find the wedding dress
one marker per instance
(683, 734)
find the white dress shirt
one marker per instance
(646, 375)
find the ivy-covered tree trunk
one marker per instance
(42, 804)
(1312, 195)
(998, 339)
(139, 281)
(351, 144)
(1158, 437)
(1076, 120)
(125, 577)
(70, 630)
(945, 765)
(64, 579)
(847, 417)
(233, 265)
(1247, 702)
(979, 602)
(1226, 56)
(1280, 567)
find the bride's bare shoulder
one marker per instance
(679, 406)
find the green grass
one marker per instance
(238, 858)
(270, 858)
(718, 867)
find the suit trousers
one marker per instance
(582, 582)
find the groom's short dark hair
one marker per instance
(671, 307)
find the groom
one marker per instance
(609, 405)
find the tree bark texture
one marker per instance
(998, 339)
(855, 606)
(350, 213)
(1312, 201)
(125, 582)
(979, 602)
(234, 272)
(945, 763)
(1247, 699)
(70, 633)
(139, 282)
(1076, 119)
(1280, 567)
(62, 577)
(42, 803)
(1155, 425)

• [TASK TO COMPLETE]:
Convert the listing above into a JSON array of strings, with one string per line and blank lines omitted.

• [PROBLEM SOLUTION]:
[
  "find the wedding dress",
  "one marker per instance",
  "(683, 734)",
  "find the white dress shirt",
  "one marker per instance",
  "(646, 375)",
  "find the ivy-covered tree trunk",
  "one marker per instance",
  "(42, 804)",
  "(1312, 195)",
  "(998, 339)",
  "(139, 281)",
  "(351, 144)",
  "(1158, 437)",
  "(1076, 120)",
  "(125, 577)",
  "(70, 630)",
  "(945, 765)",
  "(64, 579)",
  "(847, 417)",
  "(233, 265)",
  "(1247, 702)",
  "(979, 602)",
  "(1226, 56)",
  "(1280, 567)",
  "find the bride's bare shoulder",
  "one marker per instance",
  "(679, 406)",
  "find the green grass",
  "one marker per instance",
  "(238, 858)",
  "(270, 858)",
  "(718, 867)",
  "find the suit trousers",
  "one marker per instance",
  "(582, 582)",
  "find the groom's short dark hair",
  "one marker per instance",
  "(671, 307)",
  "find the groom",
  "one marker per instance",
  "(609, 405)",
  "find the tree bark texture",
  "one marker per instance",
  "(998, 339)",
  "(855, 606)",
  "(350, 213)",
  "(1312, 201)",
  "(125, 582)",
  "(979, 602)",
  "(234, 272)",
  "(945, 763)",
  "(1247, 699)",
  "(70, 633)",
  "(139, 282)",
  "(1076, 119)",
  "(1280, 567)",
  "(62, 577)",
  "(42, 803)",
  "(1155, 425)"
]